-- DATA SUPPLIED start --

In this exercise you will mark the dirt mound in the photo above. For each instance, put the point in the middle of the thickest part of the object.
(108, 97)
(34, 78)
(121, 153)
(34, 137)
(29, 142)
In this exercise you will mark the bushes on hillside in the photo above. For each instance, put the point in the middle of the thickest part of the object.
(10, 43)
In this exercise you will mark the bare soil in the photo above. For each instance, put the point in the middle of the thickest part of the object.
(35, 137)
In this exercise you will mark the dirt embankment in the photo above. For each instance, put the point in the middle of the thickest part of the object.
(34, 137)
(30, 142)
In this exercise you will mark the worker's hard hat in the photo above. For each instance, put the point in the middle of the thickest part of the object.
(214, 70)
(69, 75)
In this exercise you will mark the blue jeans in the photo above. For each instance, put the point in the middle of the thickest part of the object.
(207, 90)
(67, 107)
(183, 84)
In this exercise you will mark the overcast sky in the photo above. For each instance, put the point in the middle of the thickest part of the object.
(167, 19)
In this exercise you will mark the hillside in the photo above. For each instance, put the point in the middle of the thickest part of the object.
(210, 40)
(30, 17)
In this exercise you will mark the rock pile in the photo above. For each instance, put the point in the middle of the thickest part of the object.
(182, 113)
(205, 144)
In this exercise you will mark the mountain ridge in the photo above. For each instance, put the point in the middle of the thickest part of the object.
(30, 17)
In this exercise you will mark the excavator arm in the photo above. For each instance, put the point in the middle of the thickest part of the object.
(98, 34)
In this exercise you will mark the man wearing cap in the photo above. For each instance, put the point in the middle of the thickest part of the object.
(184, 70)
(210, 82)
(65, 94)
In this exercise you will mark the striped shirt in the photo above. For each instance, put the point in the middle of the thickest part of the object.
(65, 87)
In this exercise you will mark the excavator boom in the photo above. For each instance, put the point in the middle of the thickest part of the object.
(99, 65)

-- DATA SUPPLIED end --

Rewrite every one of the records, changing "thickest part" to "widest part" wherever it occurs and leaving all other text as it stands.

In this exercise you will mark the dirt mound in the photo above. For each instance, put the point in the middle of the widest part of the object.
(108, 97)
(34, 78)
(121, 153)
(34, 137)
(29, 142)
In this exercise you will mark the bushes on hillside in the photo above. For each instance, put the point in the middle of the widest part of the object.
(10, 43)
In this exercise you will mark the bare soil in the photo above. For each instance, put the point in the middle of the widest part of the object.
(35, 137)
In this exercise you will mark the dirt embankment in the photo above. For each instance, put the point in the middle of the widest part of the object.
(34, 137)
(30, 142)
In this exercise you will mark the worker's hard hat in the photo above. For each instance, put the point in the middle of the widest part of the object.
(214, 70)
(69, 75)
In this exercise you will mark the blue jeans in the photo above. For each instance, put the point in the middle of the widest part of the object.
(207, 90)
(67, 107)
(183, 84)
In this exercise you will mark the overcast sky in the photo above. For each instance, put the point in the middle of the widest part of the object.
(167, 19)
In this exercise you will mark the hillside in the photo above. For each instance, put the point in the middle of the widest part of the object.
(210, 40)
(30, 17)
In this exercise you will mark the rock pile in the photo above. For each instance, put the point in the middle of the widest part of the object.
(182, 113)
(205, 144)
In this exercise you will mark the mountain ridge in the photo above. For each instance, put the point in the middle of the widest part of the object.
(30, 17)
In this exercise you will mark the excavator arm in the photo above. For each instance, put the point in the middle of the widest part of the object.
(98, 34)
In this exercise you will mark the man wearing cap in the photo above. For each instance, put the point in the middle of the widest part of the object.
(184, 70)
(210, 82)
(65, 94)
In this exercise you will mark the striped shirt in the photo above. For each instance, put the point in the middle of the widest part of the object.
(65, 87)
In this exercise you will mark the excavator boom in the photo above. For each instance, put the point in the middle of the widest part of the object.
(99, 65)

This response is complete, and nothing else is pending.